### Written request
Express every line of the rows below as a JSON list of strings, one string per line, omitting blank lines. Exclude the pictures from the list.

Rows from a dataset
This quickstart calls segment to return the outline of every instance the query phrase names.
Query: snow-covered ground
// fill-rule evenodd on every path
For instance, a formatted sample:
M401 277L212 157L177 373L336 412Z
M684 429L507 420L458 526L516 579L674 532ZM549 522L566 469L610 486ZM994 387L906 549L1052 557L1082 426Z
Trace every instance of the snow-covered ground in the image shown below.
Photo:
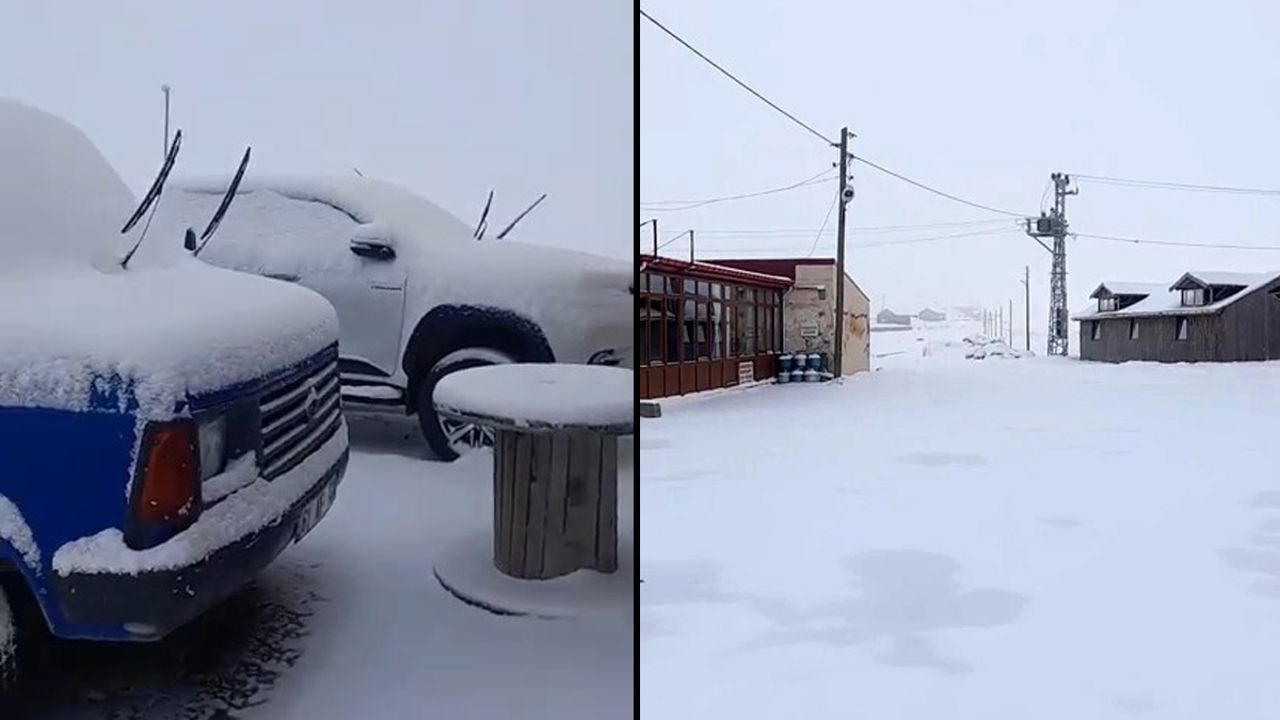
M253 588L159 644L32 638L24 712L0 719L631 717L630 603L498 616L434 578L442 550L493 523L492 455L431 462L412 418L348 421L335 505ZM632 452L623 438L620 553L634 552Z
M1280 364L970 332L643 421L646 716L1280 716Z
M297 664L246 720L631 717L630 609L584 620L497 616L440 587L434 553L493 523L493 460L429 462L420 445L412 419L352 423L356 452L338 502L282 557L315 564L325 602ZM630 538L628 443L620 456L620 525Z

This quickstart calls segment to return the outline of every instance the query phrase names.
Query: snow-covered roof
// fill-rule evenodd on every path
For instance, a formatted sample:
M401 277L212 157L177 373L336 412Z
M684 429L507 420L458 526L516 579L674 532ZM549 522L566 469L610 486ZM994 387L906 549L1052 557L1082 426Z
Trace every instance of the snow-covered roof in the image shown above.
M1185 277L1194 277L1211 286L1233 286L1243 287L1243 290L1231 293L1229 297L1224 297L1217 302L1210 302L1208 305L1201 305L1197 307L1187 307L1183 305L1181 291L1174 290L1171 286L1153 286L1156 290L1151 291L1147 297L1134 302L1133 305L1124 307L1123 310L1106 310L1100 311L1097 304L1091 304L1088 309L1082 310L1071 316L1073 320L1093 320L1101 318L1135 318L1135 316L1157 316L1157 315L1206 315L1212 313L1219 313L1228 305L1231 305L1236 300L1245 297L1247 295L1262 290L1274 281L1280 279L1280 270L1272 270L1270 273L1216 273L1216 272L1192 272L1187 273ZM1212 278L1210 281L1208 278ZM1117 283L1126 286L1138 286L1139 283ZM1142 283L1146 284L1146 283ZM1175 283L1176 284L1176 283ZM1108 290L1110 283L1103 283ZM1101 287L1100 287L1101 290ZM1092 297L1097 297L1097 292Z
M1190 273L1184 273L1183 277L1178 278L1170 290L1179 287L1184 283L1197 284L1201 287L1212 286L1228 286L1228 287L1249 287L1251 284L1274 278L1275 273L1221 273L1221 272L1203 272L1194 270Z

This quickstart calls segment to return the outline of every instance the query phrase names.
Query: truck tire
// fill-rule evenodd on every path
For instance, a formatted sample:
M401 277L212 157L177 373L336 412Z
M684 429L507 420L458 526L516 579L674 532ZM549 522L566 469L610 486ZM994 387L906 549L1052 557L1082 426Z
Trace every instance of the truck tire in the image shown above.
M417 388L417 424L422 429L422 438L433 457L442 462L453 462L461 456L460 450L462 448L493 446L493 430L445 420L435 413L433 396L436 383L458 370L507 363L515 363L515 360L497 350L467 347L449 352L426 373Z

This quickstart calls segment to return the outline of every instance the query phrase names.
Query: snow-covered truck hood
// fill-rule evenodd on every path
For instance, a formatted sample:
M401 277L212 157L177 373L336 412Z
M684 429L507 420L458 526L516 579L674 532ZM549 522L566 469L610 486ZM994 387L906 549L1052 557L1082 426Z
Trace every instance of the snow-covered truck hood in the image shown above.
M229 178L172 184L156 225L179 234L207 218ZM282 199L305 202L280 202ZM518 231L517 231L518 234ZM360 177L246 176L219 237L202 255L253 272L305 273L344 259L355 237L389 240L408 273L404 336L440 304L497 306L538 323L562 361L613 348L631 365L631 264L589 252L486 237L402 187Z
M70 123L0 99L0 406L87 409L119 382L163 416L337 342L323 297L201 263L180 233L152 228L122 269L136 200Z
M118 378L141 414L166 416L338 338L333 306L319 295L196 260L0 279L0 304L4 406L83 410L95 382Z

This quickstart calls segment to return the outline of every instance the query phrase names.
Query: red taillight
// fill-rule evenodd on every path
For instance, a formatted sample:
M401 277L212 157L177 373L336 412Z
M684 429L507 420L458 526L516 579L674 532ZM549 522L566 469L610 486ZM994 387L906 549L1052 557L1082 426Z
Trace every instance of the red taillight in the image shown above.
M187 525L200 492L196 433L191 423L152 425L146 434L133 516L146 524Z

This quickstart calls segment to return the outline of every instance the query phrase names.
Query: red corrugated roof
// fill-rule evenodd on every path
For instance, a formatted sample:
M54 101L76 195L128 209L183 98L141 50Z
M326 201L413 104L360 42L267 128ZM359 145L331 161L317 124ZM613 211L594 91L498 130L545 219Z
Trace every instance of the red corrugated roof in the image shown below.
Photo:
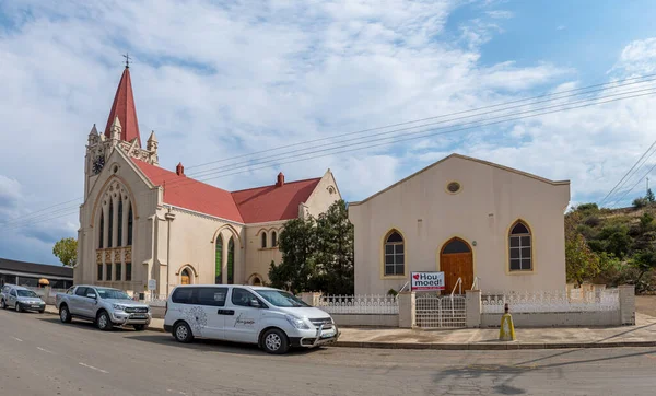
M232 194L246 223L289 220L298 217L298 205L307 201L321 178L290 182Z
M164 186L164 202L239 223L244 222L230 191L186 176L178 176L175 172L141 160L132 159L132 161L155 186Z
M134 97L132 96L132 80L130 79L130 69L128 68L124 70L118 88L116 89L112 110L107 118L107 127L105 127L105 136L107 138L112 137L109 128L116 117L118 117L121 126L120 139L132 141L132 139L137 138L139 147L141 147L139 121L137 120L137 109L134 108Z
M262 223L298 217L298 205L307 201L321 179L311 178L231 194L141 160L132 161L154 185L164 186L164 202L241 223Z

### Exercise result
[
  "This quickstart calls segment to return the outline of every instance the query phrase names.",
  "Query: snow-covered ground",
  "// fill-rule evenodd on every path",
  "For instance, a formatted sample:",
  "M401 277L212 157L177 373L336 412Z",
  "M684 429L507 420L458 526L516 579L674 532ZM549 522L566 469L610 486ZM994 387L906 549L1052 557L1082 426Z",
  "Trace every instance of the snow-covered ground in the image shown below.",
  "Photo:",
  "M253 588L159 644L32 638L24 712L0 719L631 717L630 603L498 616L434 578L442 550L493 523L492 455L431 462L412 418L348 421L335 505ZM632 452L623 438L620 553L634 552Z",
  "M1280 364L970 332L643 421L646 716L1280 716Z",
  "M297 664L246 720L631 717L630 609L584 620L497 616L440 587L434 553L493 523L493 460L429 462L420 445L412 419L352 423L356 452L338 502L282 557L315 564L325 602ZM630 538L628 443L620 456L620 525Z",
  "This quickstart calls segment to return the outline of every instance the query phrase names.",
  "Query: snow-covered roof",
  "// fill-rule evenodd on every path",
  "For instance, a formatted sample:",
  "M401 277L212 157L177 373L336 412Z",
  "M684 429L507 420L458 526L516 579L674 532ZM549 522L566 469L610 486ZM994 387L906 549L1052 557L1082 426Z",
  "Trace every instance of the snow-covered roof in the image shown above.",
  "M1185 277L1194 277L1211 286L1233 286L1243 287L1243 290L1231 293L1229 297L1224 297L1217 302L1210 302L1208 305L1201 305L1197 307L1187 307L1183 305L1181 291L1174 290L1171 286L1153 286L1156 290L1151 291L1147 297L1134 302L1133 305L1124 307L1123 310L1106 310L1100 311L1097 304L1091 304L1088 309L1082 310L1071 316L1073 320L1093 320L1101 318L1135 318L1135 316L1157 316L1157 315L1206 315L1212 313L1219 313L1228 305L1231 305L1236 300L1245 297L1247 295L1262 290L1274 281L1280 279L1280 270L1272 270L1270 273L1216 273L1216 272L1192 272L1187 273ZM1212 278L1210 281L1208 278ZM1117 283L1126 286L1138 286L1139 283ZM1142 283L1146 284L1146 283ZM1175 283L1176 284L1176 283ZM1108 290L1110 283L1103 283ZM1101 287L1100 287L1101 290ZM1092 297L1097 297L1097 292Z",
  "M1190 273L1184 273L1183 277L1178 278L1170 290L1179 287L1184 283L1197 284L1201 287L1212 286L1228 286L1228 287L1249 287L1251 284L1274 278L1275 273L1221 273L1221 272L1203 272L1194 270Z",
  "This quickstart calls segment to return the outline of every instance the query phrase names.",
  "Query: truck tire",
  "// fill-rule evenodd on every path",
  "For instance, a formatted sample:",
  "M401 277L212 157L177 373L336 412Z",
  "M684 429L507 420L458 526L516 579L674 532ZM549 522L566 469L610 486ZM994 387L906 549L1052 557L1082 426Z",
  "Trace every instance of the truck tire in the image shown above.",
  "M417 388L417 424L422 429L422 438L433 457L442 462L453 462L461 456L460 450L462 448L493 446L493 430L445 420L435 413L433 396L436 383L458 370L507 363L515 363L515 360L497 350L467 347L449 352L426 373Z",
  "This quickstart calls segment to return the outline of every instance the query phrase names.",
  "Query: snow-covered truck hood",
  "// fill-rule evenodd on every path",
  "For instance, a formatted sample:",
  "M401 277L212 157L177 373L336 412Z",
  "M684 429L507 420L458 526L516 579L674 532ZM549 522L566 469L610 486ZM994 387L906 549L1052 557L1082 426Z",
  "Trace every instance of the snow-covered truck hood in the image shown above.",
  "M229 178L172 184L156 225L179 234L207 218ZM282 199L305 202L280 202ZM518 231L517 231L518 234ZM360 177L246 176L219 237L202 255L253 272L305 273L344 259L355 237L389 240L408 273L404 336L440 304L497 306L538 323L562 361L613 348L631 365L631 264L589 252L486 237L402 187Z",
  "M70 123L0 99L0 406L87 409L119 382L163 416L337 342L323 297L201 263L180 233L152 228L122 269L136 200Z",
  "M118 378L141 414L166 416L338 338L333 306L319 295L196 260L0 279L0 304L4 406L83 410L95 382Z",
  "This quickstart calls segment to return the outline of every instance the query phrase names.",
  "Query: red taillight",
  "// fill-rule evenodd on every path",
  "For instance, a formatted sample:",
  "M401 277L212 157L177 373L336 412Z",
  "M684 429L507 420L458 526L516 579L674 532ZM549 522L566 469L610 486ZM994 387L906 549L1052 557L1082 426Z",
  "Trace every instance of the red taillight in the image shown above.",
  "M187 525L200 492L196 433L191 423L152 425L146 434L133 516L146 524Z",
  "This quickstart calls segment to return the outline of every instance the query phrase names.",
  "Query: red corrugated roof",
  "// fill-rule evenodd on every path",
  "For instance, a formatted sample:",
  "M54 101L76 195L128 209L183 98L141 50Z",
  "M326 201L413 104L360 42L267 128ZM359 145L331 161L317 124ZM613 211L594 91L498 130L545 219Z",
  "Trace every instance of the red corrugated roof in the image shown below.",
  "Photo:",
  "M232 194L246 223L289 220L298 217L298 205L307 201L321 178L290 182Z",
  "M164 186L164 202L239 223L244 222L230 191L186 176L178 176L175 172L141 160L132 159L132 161L155 186Z",
  "M134 97L132 96L132 80L130 79L130 69L128 68L124 70L118 88L116 89L112 110L107 118L107 127L105 127L105 136L107 138L112 137L109 128L116 117L118 117L121 126L120 139L132 141L132 139L137 138L139 147L141 147L139 121L137 120L137 109L134 108Z",
  "M262 223L298 217L298 205L307 201L321 179L311 178L231 194L141 160L132 161L154 185L164 186L164 202L241 223Z"
]